== POLECENIE ==
Zamień „Krosna” na „Sanoka” w tekście o drodze S-19 i przepisz ponownie jego fragment, zaczynając od słów „Cały czas problem” i idąc dalej aż po słowa „nabiera realnych kształtów.”.

Cały czas problem Krosna jest to, że nie bardzo da się do nas dojechać. Ludzie jadący pierwszy raz od Rzeszowa zastanawiają się, czy nie pomylili drogi.
- Problem dostępności komunikacyjnej dotyczy tak i powiatu krośnieńskiego, jak także całej południowej części województwa podkarpackiego. W ostatnich latach doszło do przełomu w sprawie budowy drogi ekspresowej S-19 (Via Carpathia). Dzięki działaniom rządu utworzonego przez Prawo i Sprawiedliwość, a także konsekwentnym staraniom posła do Parlamentu Europejskiego Tomasza Poręby udało się przeforsować decyzję o wpisaniu S-19 do sieci kluczowych europejskich połączeń drogowych, a tym samym o dofinansowaniu budowy tej drogi ze środków europejskich. Chodzi także o odcinek przez Województwo Podkarpackie, w tym na południe od Rzeszowa.
Pomysł był znany od dawna, a teraz nabiera realnych kształtów.
- Budowa tej drogi teraz ruszy, a będzie to połączenie nie tylko do Rzeszowa, ale i z Warszawą. S-19 będzie prowadziła do Lublina, a od Lublina będzie już szybciej i bezpieczniej dojeżdżać się do stolicy budowaną obecnie drogą S-17. Połączenie tych dwóch dróg (S-17 i S-19) pozwoli na szybki dobry dojazd z Podkarpacia do Warszawy. Odcinek drogi Via Carpathia od Lublina do Barwinka, czyli ten dla nas najważniejszy, a trudny do realizacji i kosztowny ze względu na ukształtowanie terenu, powinien być gotowy w roku 2025.
Potrzebujemy też poprawy lokalnych połączeń, w tym zdecydowanie lepszej komunikacji ze stolicą województwa.
- Tutaj konsekwentnie działamy od kilku lat w sprawie budowy łącznicy kolejowej, która skróci podróż z Rzeszowa do Jedlicza, Krosna, Rymanowa oraz dalej przez Sanok i Zagórz w Bieszczady. Czas przejazdu może zostać skrócony nawet o blisko godzinę. Dla części mieszkańców Krosna i okolic to będzie alternatywa, jeżeli chodzi o dojazd czy do pracy, czy na studia. Droga S-19 będzie miała znaczenie “dalekosiężne”, a w dojazdach lokalnych o wiele korzystniejsze może być połączenie kolejowe. Dzięki temu znika problem szukania miejsca parkingowego, ponadto podróż jest bardziej komfortowa, więc ludzie bardziej aktywni, pracujący przy pomocy laptopa czy innych urządzeń, mogą wykorzystać czas podróży także do działań zawodowych. Prowadziłem w tej sprawie wiele rozmów m.in. z marszałkiem województwa Władysławem Ortylem. Obecnie spółka PKP Polskie Linie Kolejowe projektuje łącznicę kolejową Szebnie - Jedlicze przy udziale środków samorządu województwa podkarpackiego.

== ZAWARTOŚĆ ZBIORU DANYCH ==
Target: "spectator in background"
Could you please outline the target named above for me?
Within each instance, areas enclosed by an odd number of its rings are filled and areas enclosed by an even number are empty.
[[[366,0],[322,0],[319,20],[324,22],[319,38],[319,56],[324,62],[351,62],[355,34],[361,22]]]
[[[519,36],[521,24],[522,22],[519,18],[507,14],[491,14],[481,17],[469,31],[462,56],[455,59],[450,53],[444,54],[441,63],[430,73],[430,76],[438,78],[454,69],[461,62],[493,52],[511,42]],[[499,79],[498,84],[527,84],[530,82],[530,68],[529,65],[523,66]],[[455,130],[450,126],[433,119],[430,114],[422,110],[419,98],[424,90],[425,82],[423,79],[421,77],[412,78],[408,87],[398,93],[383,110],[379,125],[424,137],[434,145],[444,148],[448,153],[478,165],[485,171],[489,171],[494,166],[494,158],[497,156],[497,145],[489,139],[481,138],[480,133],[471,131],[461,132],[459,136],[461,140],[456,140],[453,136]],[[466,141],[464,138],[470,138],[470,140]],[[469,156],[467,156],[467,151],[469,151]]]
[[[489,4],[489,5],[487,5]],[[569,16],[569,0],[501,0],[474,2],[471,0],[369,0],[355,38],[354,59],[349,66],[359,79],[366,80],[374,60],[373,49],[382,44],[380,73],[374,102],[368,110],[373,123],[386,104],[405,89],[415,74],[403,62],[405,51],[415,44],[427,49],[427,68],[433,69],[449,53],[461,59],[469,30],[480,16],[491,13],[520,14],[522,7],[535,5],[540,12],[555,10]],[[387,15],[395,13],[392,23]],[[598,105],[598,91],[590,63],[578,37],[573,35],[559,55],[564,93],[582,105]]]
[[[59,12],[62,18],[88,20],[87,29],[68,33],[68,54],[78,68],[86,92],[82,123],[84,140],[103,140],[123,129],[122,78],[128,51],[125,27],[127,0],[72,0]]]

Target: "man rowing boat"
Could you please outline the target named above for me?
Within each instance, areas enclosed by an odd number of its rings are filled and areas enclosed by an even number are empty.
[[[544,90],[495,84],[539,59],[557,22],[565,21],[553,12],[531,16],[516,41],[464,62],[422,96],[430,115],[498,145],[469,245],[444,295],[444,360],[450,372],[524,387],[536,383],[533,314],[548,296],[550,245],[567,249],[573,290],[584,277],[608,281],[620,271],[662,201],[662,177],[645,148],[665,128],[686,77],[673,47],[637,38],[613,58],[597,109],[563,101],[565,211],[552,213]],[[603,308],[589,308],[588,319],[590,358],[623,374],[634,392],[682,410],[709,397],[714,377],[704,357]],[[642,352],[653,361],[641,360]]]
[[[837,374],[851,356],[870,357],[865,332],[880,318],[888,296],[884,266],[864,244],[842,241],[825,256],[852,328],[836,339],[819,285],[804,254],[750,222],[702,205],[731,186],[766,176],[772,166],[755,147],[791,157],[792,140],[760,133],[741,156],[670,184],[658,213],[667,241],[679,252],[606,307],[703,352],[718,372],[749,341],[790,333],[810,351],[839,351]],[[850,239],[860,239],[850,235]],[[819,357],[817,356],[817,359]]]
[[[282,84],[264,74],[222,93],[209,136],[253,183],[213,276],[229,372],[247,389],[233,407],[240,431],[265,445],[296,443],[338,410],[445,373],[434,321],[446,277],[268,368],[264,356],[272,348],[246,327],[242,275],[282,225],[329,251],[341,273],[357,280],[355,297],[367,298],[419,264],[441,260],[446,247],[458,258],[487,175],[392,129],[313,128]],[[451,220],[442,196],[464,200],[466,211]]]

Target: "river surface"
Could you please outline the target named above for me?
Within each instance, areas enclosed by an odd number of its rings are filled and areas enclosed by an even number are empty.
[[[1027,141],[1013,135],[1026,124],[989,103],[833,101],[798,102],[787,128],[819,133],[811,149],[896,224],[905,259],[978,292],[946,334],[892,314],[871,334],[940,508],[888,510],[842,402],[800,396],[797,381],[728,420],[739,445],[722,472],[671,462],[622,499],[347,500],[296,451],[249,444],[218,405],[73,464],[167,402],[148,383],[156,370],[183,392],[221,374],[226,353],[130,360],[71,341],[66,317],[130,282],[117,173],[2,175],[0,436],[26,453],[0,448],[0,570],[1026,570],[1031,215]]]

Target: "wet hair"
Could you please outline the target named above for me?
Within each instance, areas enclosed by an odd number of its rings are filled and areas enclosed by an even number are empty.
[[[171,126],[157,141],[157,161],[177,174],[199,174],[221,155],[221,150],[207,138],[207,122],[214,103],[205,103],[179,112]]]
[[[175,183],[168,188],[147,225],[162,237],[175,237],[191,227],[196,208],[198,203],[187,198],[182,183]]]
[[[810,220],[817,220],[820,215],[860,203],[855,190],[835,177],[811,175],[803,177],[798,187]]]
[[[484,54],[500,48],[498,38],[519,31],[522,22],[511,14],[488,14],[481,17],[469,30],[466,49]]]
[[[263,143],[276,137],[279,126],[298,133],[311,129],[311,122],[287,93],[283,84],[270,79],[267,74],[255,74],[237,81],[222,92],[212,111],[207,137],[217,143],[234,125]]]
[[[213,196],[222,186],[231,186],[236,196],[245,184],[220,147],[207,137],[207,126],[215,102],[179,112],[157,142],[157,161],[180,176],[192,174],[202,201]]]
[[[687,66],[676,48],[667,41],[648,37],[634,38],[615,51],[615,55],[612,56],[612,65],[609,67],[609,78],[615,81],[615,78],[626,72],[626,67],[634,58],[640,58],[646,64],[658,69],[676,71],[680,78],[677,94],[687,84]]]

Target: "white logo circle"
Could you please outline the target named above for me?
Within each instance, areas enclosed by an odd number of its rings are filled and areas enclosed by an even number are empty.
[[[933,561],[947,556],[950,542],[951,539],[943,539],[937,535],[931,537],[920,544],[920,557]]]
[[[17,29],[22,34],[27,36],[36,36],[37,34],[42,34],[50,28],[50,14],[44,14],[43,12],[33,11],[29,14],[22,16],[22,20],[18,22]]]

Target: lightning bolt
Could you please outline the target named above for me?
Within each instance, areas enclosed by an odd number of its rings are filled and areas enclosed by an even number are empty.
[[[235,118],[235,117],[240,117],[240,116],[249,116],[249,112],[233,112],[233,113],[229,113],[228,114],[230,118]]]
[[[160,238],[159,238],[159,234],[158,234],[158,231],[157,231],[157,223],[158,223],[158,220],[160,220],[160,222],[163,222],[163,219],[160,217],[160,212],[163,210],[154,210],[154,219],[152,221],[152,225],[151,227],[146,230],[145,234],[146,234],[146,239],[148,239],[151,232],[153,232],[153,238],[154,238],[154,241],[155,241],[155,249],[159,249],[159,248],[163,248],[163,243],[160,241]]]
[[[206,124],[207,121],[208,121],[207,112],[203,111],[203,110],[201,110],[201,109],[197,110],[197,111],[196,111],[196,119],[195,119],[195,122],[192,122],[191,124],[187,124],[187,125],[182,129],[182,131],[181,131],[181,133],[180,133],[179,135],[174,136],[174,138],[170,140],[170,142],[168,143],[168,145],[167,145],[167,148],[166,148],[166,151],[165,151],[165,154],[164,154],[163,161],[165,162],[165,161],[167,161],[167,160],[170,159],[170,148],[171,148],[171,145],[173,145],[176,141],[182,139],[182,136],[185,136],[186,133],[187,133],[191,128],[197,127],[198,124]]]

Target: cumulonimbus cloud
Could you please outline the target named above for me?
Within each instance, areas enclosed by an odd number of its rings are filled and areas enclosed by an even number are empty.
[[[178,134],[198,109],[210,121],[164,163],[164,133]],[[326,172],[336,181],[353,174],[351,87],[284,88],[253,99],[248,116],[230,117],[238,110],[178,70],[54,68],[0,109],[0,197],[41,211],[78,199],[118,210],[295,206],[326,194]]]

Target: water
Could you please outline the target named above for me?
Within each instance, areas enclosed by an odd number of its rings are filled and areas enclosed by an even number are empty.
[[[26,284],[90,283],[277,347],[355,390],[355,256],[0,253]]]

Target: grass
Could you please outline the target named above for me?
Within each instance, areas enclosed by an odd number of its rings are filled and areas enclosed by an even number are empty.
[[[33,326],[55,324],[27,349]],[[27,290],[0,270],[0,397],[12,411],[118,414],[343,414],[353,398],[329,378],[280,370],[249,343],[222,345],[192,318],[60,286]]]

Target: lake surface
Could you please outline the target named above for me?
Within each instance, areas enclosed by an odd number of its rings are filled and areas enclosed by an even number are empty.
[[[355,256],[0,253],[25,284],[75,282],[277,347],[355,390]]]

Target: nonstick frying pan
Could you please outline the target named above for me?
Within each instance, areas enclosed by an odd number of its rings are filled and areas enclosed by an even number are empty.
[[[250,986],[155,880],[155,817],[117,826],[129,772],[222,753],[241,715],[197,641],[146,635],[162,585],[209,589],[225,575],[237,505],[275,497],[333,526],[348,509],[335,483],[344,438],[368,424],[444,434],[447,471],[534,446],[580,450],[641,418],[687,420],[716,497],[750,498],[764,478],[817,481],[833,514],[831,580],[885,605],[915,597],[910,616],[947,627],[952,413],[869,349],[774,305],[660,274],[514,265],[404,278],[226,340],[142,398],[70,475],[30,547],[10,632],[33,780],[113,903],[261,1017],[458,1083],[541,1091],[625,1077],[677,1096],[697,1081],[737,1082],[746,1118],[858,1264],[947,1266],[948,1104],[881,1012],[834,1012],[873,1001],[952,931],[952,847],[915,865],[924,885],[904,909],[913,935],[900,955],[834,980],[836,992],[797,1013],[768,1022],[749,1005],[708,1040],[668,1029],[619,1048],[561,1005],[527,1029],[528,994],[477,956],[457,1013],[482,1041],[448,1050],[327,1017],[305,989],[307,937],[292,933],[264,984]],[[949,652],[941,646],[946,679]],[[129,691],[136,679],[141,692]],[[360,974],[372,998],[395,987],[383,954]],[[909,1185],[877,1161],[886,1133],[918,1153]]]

== WYNIK ZADANIA ==
Cały czas problem Sanoka jest to, że nie bardzo da się do nas dojechać. Ludzie jadący pierwszy raz od Rzeszowa zastanawiają się, czy nie pomylili drogi.
- Problem dostępności komunikacyjnej dotyczy tak i powiatu krośnieńskiego, jak także całej południowej części województwa podkarpackiego. W ostatnich latach doszło do przełomu w sprawie budowy drogi ekspresowej S-19 (Via Carpathia). Dzięki działaniom rządu utworzonego przez Prawo i Sprawiedliwość, a także konsekwentnym staraniom posła do Parlamentu Europejskiego Tomasza Poręby udało się przeforsować decyzję o wpisaniu S-19 do sieci kluczowych europejskich połączeń drogowych, a tym samym o dofinansowaniu budowy tej drogi ze środków europejskich. Chodzi także o odcinek przez Województwo Podkarpackie, w tym na południe od Rzeszowa.
Pomysł był znany od dawna, a teraz nabiera realnych kształtów.